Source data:
━━━━━━━━━━
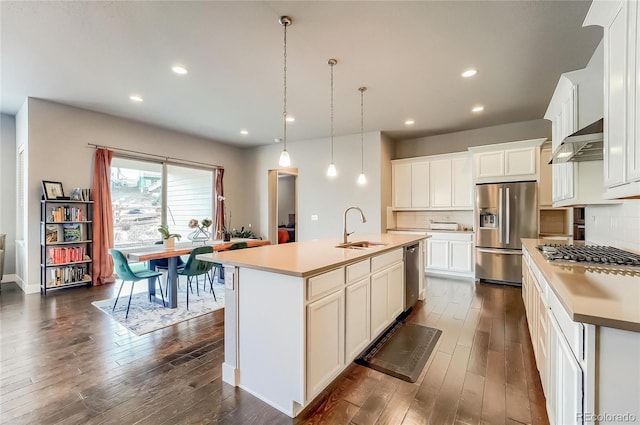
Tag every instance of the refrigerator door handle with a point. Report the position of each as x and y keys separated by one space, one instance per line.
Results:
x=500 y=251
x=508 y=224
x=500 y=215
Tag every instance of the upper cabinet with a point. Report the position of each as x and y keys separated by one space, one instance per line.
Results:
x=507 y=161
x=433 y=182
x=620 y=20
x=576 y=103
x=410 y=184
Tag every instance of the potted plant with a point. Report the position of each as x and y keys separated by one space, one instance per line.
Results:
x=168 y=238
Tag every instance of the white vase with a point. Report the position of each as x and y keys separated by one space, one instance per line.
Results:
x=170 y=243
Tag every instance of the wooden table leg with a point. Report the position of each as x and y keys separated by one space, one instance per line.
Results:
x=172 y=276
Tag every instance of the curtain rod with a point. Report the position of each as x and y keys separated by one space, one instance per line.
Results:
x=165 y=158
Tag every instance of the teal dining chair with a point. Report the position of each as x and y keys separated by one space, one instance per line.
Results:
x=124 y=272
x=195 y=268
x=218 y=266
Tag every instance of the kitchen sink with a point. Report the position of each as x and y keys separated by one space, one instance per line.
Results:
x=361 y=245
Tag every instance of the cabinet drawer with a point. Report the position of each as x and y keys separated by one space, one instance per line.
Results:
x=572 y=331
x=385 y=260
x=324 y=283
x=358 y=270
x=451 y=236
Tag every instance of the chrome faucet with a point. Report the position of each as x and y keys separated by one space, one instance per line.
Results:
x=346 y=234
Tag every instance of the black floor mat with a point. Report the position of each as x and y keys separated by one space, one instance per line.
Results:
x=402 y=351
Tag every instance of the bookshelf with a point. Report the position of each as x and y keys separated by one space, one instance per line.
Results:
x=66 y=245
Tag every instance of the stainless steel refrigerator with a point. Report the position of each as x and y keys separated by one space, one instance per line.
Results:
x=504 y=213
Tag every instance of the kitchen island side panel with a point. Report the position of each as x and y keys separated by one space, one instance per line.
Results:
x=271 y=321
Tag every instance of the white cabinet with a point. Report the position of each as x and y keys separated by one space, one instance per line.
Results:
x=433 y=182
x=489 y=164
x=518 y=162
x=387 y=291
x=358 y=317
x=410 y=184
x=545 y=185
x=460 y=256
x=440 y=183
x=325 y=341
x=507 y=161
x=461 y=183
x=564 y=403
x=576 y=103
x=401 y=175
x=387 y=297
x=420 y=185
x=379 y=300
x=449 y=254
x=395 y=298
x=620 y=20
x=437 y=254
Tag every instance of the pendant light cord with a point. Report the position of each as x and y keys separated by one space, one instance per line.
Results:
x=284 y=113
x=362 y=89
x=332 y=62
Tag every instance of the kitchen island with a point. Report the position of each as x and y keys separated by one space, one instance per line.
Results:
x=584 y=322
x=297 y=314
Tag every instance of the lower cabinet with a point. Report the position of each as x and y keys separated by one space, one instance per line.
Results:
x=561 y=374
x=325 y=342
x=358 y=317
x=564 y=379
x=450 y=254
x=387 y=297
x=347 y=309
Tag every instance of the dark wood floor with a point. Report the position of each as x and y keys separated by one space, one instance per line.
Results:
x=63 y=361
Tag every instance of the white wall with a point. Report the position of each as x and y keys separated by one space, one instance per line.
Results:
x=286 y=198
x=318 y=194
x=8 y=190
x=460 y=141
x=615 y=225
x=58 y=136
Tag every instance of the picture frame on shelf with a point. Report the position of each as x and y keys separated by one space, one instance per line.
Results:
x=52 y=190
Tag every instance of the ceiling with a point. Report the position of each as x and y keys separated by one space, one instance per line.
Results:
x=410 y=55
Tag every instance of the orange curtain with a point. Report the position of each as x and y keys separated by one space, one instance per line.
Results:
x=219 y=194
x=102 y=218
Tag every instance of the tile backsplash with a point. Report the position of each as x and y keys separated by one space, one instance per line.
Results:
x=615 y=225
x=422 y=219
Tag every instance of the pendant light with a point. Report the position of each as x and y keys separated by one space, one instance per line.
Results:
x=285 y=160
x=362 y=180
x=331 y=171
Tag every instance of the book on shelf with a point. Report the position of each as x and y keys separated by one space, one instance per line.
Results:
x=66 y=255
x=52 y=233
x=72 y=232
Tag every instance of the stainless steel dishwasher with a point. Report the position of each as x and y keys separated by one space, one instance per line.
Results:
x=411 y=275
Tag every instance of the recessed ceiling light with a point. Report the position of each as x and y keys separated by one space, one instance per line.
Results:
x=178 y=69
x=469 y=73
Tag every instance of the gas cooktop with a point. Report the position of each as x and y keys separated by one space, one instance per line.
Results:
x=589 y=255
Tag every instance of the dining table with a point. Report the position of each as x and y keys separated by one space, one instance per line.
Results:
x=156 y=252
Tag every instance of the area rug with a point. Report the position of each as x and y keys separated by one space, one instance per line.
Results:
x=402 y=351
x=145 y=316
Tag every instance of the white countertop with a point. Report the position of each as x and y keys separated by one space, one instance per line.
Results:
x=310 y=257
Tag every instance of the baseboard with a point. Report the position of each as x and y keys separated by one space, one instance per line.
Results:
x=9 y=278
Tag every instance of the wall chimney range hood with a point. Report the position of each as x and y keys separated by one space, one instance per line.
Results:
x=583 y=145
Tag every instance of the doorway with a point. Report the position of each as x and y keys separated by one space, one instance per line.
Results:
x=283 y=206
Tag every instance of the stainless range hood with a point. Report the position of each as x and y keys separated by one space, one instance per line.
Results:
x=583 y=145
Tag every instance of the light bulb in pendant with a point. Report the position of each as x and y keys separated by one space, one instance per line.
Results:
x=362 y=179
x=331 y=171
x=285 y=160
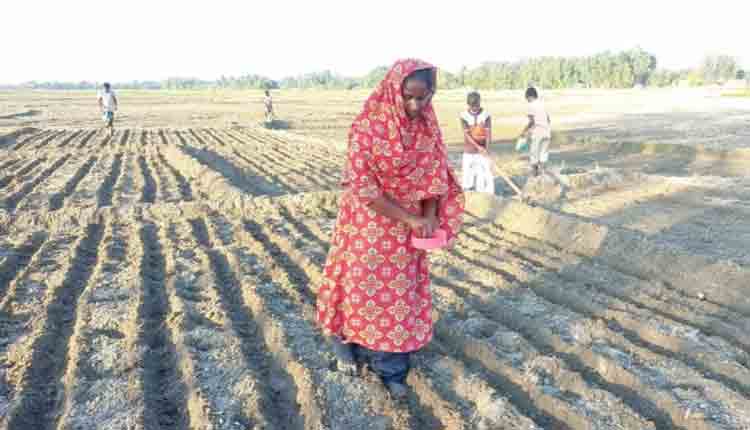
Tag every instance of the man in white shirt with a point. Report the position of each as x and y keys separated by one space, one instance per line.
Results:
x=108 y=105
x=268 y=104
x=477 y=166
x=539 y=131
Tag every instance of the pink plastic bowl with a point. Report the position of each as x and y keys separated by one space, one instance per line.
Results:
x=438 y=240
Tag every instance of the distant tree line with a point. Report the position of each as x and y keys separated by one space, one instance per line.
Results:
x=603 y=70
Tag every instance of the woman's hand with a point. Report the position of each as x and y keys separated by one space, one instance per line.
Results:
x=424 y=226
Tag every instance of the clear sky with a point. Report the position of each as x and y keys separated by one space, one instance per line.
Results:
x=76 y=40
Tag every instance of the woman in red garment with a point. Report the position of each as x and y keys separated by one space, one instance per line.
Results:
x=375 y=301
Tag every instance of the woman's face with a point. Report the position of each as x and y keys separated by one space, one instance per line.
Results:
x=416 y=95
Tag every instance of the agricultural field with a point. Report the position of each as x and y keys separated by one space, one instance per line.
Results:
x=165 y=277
━━━━━━━━━━
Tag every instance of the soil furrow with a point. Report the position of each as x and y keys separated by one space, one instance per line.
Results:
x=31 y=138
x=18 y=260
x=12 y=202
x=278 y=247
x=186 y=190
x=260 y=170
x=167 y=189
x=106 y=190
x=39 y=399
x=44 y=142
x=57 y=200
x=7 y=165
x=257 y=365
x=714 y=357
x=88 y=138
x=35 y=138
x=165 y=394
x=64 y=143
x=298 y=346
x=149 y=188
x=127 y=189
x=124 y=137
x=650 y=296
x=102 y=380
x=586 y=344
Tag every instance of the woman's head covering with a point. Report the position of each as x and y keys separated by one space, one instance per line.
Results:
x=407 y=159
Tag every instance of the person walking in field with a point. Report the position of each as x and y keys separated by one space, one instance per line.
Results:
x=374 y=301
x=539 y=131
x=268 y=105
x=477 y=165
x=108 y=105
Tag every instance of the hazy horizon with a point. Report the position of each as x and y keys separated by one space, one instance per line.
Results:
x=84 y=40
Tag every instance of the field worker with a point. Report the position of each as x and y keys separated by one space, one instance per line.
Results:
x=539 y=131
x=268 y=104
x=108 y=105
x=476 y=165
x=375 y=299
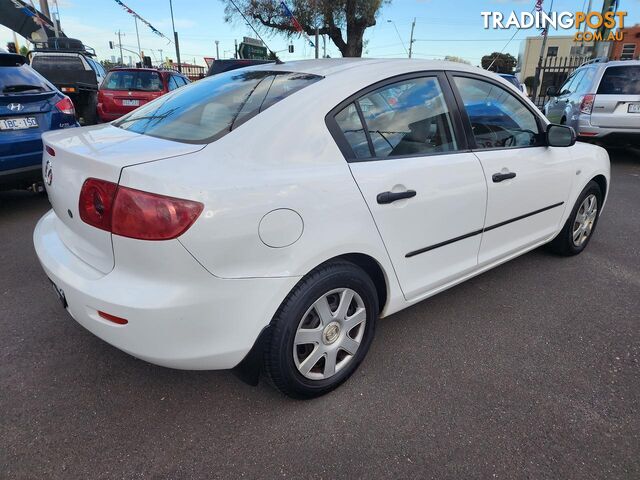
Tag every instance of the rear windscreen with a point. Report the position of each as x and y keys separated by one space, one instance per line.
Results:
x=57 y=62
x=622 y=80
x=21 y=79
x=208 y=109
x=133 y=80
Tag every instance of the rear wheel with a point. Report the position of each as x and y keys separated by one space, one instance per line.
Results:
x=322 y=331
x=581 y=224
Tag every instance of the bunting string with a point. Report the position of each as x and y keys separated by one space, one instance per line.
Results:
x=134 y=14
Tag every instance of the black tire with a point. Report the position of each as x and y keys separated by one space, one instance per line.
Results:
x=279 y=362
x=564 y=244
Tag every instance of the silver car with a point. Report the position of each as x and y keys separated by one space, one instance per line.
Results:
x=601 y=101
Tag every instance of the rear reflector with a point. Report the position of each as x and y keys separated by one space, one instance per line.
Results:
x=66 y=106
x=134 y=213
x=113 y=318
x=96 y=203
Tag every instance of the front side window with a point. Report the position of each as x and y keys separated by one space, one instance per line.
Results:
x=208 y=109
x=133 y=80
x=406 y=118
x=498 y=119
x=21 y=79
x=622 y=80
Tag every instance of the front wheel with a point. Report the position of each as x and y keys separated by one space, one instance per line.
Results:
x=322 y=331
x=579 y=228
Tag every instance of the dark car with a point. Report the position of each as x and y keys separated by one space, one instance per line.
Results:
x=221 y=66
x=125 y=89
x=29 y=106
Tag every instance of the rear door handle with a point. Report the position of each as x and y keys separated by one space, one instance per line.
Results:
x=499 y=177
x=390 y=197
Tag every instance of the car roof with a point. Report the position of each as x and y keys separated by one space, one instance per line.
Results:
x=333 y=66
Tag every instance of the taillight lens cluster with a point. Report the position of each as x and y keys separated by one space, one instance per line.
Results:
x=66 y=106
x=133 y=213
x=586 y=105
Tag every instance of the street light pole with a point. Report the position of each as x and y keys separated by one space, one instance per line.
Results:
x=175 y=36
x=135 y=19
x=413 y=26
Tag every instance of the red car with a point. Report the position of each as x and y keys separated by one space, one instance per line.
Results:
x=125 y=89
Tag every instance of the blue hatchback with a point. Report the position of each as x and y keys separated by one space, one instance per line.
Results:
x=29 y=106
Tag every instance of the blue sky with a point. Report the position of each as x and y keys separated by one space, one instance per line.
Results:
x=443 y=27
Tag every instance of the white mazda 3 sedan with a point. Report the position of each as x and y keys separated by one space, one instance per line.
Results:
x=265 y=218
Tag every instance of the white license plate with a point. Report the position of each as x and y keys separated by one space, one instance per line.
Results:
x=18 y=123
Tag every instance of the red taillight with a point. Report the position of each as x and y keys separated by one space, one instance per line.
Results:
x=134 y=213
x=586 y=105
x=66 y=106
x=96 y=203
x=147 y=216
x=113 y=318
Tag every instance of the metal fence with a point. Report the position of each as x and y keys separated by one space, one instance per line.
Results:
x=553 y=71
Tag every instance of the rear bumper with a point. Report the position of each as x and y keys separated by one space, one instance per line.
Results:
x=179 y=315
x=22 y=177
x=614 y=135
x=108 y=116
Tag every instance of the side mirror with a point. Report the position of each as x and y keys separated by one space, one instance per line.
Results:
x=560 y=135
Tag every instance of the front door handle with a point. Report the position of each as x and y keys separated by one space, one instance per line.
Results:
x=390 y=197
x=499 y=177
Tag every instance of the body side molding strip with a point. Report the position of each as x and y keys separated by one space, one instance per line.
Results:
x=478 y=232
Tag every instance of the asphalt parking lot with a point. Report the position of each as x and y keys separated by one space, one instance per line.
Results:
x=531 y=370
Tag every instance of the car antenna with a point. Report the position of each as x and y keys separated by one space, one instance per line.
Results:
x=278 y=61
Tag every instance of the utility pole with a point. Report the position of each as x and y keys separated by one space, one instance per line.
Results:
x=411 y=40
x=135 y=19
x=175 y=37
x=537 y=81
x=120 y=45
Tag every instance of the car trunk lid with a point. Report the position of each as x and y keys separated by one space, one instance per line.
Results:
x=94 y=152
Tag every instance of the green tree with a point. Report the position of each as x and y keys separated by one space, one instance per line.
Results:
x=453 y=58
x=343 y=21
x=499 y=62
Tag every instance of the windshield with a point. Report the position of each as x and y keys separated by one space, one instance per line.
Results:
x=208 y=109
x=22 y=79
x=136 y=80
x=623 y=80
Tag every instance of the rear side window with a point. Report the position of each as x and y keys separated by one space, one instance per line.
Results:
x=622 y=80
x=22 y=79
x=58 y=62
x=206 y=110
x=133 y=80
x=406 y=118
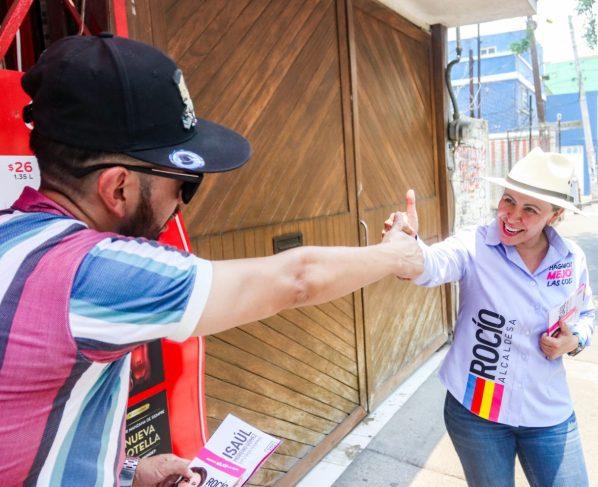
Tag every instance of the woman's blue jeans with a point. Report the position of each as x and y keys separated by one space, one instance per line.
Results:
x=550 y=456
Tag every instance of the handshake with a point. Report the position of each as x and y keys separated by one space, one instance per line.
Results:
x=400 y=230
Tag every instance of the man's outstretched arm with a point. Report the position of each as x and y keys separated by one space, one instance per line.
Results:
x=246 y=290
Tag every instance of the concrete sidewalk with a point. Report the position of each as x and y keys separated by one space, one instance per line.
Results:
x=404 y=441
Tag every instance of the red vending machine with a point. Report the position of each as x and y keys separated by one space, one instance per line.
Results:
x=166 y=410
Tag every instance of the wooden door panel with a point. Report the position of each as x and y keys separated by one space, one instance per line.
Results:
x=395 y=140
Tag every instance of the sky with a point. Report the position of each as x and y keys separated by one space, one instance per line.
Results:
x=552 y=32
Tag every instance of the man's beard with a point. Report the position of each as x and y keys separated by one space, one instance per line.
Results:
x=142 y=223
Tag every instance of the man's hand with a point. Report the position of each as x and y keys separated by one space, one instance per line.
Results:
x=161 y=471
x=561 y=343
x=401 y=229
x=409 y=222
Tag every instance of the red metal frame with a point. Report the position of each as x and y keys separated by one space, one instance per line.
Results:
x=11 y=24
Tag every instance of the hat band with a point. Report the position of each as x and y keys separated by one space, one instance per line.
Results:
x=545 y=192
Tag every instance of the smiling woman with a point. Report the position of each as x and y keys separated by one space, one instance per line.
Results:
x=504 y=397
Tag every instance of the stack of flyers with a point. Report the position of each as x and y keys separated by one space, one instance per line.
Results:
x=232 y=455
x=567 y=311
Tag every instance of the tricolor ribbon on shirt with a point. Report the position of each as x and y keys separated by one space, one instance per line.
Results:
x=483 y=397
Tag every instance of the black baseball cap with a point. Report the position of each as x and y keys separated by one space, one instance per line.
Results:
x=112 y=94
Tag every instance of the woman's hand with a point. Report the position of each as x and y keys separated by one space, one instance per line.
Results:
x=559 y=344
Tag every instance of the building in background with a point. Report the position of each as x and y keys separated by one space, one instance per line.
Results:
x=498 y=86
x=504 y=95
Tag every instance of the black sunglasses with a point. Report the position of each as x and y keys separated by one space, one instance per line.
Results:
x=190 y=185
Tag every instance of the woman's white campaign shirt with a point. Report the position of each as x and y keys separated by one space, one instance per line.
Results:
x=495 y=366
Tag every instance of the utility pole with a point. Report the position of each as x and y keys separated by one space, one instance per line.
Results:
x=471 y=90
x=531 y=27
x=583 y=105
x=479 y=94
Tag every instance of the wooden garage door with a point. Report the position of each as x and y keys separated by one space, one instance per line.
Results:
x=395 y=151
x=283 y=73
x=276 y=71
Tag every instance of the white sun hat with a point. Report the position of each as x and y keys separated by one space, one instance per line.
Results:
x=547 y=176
━━━━━━━━━━
▶ [What you have to do] Rewrite every line of the material from the one containing "Tag every instance of the refrigerator" through the one containing "x=361 y=245", shifting each x and y coordinate by -12 and keeping all other text unchanged.

▶ [Result of the exercise]
Tag every instance of the refrigerator door handle with a point. Report the position of each as x and y keys separated by one space, one instance per line.
Results:
x=488 y=239
x=496 y=212
x=488 y=203
Tag every instance of the upper cabinet with a point. Report the position of each as x and y keys separated by one space, one instance per line.
Results:
x=495 y=149
x=421 y=170
x=608 y=8
x=564 y=91
x=398 y=172
Tag every instance of the potted plant with a point. Report the position of each as x and y keys separated by one space, one instance per line.
Results:
x=156 y=226
Tag every instance of the white vase with a point. Report the position of each as x and y keys separated by one space, one instance per line.
Results:
x=158 y=231
Tag every instance of the wooden table leg with a point. Report the position of each as x and y keys separated by one space, one instance per line.
Results:
x=160 y=264
Tag every instance of the curtain rod with a point. Report the position of each as x and y keys separated by one space, one instance per line.
Results:
x=153 y=146
Tag every instance of the teal dining chair with a point. Report the position of each as x and y keys separated by one space, one instance per line.
Results:
x=112 y=260
x=183 y=256
x=206 y=254
Tag every instance of the kitchen sink with a point. Report the position of each as x and y keys separated by one space, one instance per line.
Results:
x=349 y=233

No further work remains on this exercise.